◆ TASK PROMPT
Set the whole listing down again without deviation.

◆ EXERCISE MATERIAL

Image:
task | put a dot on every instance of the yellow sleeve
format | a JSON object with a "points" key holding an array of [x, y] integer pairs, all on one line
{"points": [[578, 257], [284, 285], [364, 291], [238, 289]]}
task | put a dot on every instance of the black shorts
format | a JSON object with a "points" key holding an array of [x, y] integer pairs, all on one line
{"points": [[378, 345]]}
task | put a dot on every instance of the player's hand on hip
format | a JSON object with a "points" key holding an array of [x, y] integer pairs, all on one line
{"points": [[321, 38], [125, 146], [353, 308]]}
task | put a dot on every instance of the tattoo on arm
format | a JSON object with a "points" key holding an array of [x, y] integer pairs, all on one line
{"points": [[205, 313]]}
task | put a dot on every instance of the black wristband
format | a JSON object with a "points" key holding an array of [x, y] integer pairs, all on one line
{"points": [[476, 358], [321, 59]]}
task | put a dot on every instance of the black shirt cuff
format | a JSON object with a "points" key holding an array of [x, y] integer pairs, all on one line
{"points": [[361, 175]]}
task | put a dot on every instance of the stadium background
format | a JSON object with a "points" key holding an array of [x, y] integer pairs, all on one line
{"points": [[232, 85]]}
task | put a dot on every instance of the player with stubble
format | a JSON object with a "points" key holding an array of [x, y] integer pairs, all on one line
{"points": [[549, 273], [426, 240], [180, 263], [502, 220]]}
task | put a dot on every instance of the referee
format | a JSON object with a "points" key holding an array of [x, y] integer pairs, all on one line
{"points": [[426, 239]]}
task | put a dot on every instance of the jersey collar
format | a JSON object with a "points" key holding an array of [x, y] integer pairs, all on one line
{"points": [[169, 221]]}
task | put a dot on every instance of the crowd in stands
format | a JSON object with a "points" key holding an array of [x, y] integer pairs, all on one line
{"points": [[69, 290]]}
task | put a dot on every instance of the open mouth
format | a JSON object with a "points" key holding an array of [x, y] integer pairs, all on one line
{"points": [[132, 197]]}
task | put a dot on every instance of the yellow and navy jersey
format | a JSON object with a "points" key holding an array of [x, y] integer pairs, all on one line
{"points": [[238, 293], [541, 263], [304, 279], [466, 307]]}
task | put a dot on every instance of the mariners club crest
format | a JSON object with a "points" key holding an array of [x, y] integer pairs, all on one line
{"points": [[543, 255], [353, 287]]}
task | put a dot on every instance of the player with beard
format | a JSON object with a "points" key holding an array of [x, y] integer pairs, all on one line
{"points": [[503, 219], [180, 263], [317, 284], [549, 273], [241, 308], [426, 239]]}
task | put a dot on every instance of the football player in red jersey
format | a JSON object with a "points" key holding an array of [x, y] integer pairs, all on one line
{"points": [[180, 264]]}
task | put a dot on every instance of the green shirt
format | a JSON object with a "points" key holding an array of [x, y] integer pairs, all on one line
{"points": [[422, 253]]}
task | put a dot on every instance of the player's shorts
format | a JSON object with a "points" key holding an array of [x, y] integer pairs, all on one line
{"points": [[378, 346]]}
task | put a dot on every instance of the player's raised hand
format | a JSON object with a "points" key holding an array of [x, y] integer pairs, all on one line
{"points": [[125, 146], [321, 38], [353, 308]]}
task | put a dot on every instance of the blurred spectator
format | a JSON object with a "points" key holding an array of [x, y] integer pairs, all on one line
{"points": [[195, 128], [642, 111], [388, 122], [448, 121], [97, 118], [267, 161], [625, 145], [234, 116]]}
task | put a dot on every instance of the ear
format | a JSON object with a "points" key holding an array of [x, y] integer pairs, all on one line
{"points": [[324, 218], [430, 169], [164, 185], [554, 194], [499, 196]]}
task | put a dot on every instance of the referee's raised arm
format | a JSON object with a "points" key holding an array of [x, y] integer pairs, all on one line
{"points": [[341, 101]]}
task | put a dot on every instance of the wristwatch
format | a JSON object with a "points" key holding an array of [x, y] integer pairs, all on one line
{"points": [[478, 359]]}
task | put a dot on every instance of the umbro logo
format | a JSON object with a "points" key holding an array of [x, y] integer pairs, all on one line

◆ TASK RESULT
Image:
task | put a dot on every instance of the yellow sleeve
format | a JSON object with a "points" key holding an array of [x, y] integer pairs, all on one line
{"points": [[578, 257], [284, 285], [364, 291], [238, 289]]}
task | put a dot on every instance of the black shorts
format | a JSON object with a "points" key holding an array of [x, y] integer pairs, all on one line
{"points": [[378, 345]]}
task | put a dot on every instance of the player's hand on hip
format | a JSON object with a "points" key holding an array of [x, y] integer pairs, all on one line
{"points": [[321, 38], [125, 146], [353, 308]]}
task | put a dot on every instance of the tattoo on arm
format | a JSON object with a "points" key holding an array of [x, y] integer pairs, all on one line
{"points": [[205, 313]]}
task | put a dot on every instance of the black wristband
format | a JSON object with a "points" key holding an array of [x, y] integer pairs, all on one line
{"points": [[476, 358], [321, 59]]}
task | put a dot on every instance of the black shirt cuff
format | a JSON object with a "points" key holding an array of [x, y] integer pairs, all on one line
{"points": [[361, 175]]}
task | put a dot on every instance of the stadium background
format | a JSON object with a "points" key holding an array of [x, y] integer pairs, all on one line
{"points": [[232, 85]]}
task | put a dot on every instance of the player with stubble
format | a JSON object with a "points" key holding an array of [x, y] integer pairs, all on one line
{"points": [[549, 273], [426, 240], [180, 263], [502, 220]]}
task | put a dot on every instance of the referee
format | a JSON object with a "points" key holding an array of [x, y] integer pairs, all on one line
{"points": [[426, 239]]}
task | put a dot on every instance of the jersey collar
format | a JSON object with a "points" key holding an array of [x, y] integer pairs, all on one line
{"points": [[169, 221]]}
task | put a dot on every instance of the crowd in stands
format | a JSON object with a "points" key holding an array of [x, y] integer pairs, all on one line
{"points": [[69, 290]]}
task | put a dot on every instance of the open mouth
format | a JSON object with a "points" key holding an array of [x, y] integer pairs, all on one line
{"points": [[132, 197]]}
task | put a dot on every instance of the yellow and navy jersey
format | a JSON object with a "points" key holding an array of [x, y] integer pairs, all on one line
{"points": [[238, 293], [541, 263], [304, 279], [466, 307]]}
task | put a dot on every instance of the mariners club crest
format | a JSON object with a "points" key holding an array of [x, y] integer pairs, all on one line
{"points": [[543, 255], [353, 287]]}
task | put a dot on every instance of the player with beard
format | a JSON object with a "points" key holding an array of [x, y] integer pairs, all on one line
{"points": [[503, 219], [180, 263], [317, 284], [549, 273], [241, 308], [426, 239]]}
task | put a dot on every instance of the football player in red jersey
format | a JSON object with a "points" key holding an array of [x, y] integer pairs, all on one line
{"points": [[180, 264]]}
task | put a dot on every instance of the green shirt
format | a JSON object with a "points" key holding an array of [x, y] integer pairs, all on one line
{"points": [[422, 253]]}
task | put a dot on every instance of the player's shorts
format | a JSON object with a "points" key holding an array of [x, y] integer pairs, all on one line
{"points": [[378, 346]]}
task | put a dot on every instance of the player's raised hand
format | a JSON object with a "points" key holding an array of [x, y] integer pairs, all on one line
{"points": [[125, 146], [321, 38], [353, 308]]}
task | put a dot on every instance of the blurred spectator
format | a JSON object with a "points" key holding an array of [x, y] integer pairs, all on one line
{"points": [[195, 128], [642, 111], [388, 122], [448, 121], [97, 118], [267, 161], [625, 145], [234, 116]]}
task | put a dot on every instance of the ear
format | a JSON object with a "points" key holding an array of [x, y] integer pairs, all on one line
{"points": [[324, 218], [430, 169], [164, 185], [554, 194], [499, 196]]}
task | put a dot on every instance of the referee's raised arm
format | a JSON object with a "points" key holding an array of [x, y] integer pairs, all on one line
{"points": [[341, 101]]}
task | put a dot on every instance of the wristwatch
format | a JSON object with a "points" key holding an array of [x, y] integer pairs, all on one line
{"points": [[478, 359]]}
task | put a dot on every instance of the umbro logo
format | a JSON object with a "points" key holding an array of [x, y] integer pairs, all on one line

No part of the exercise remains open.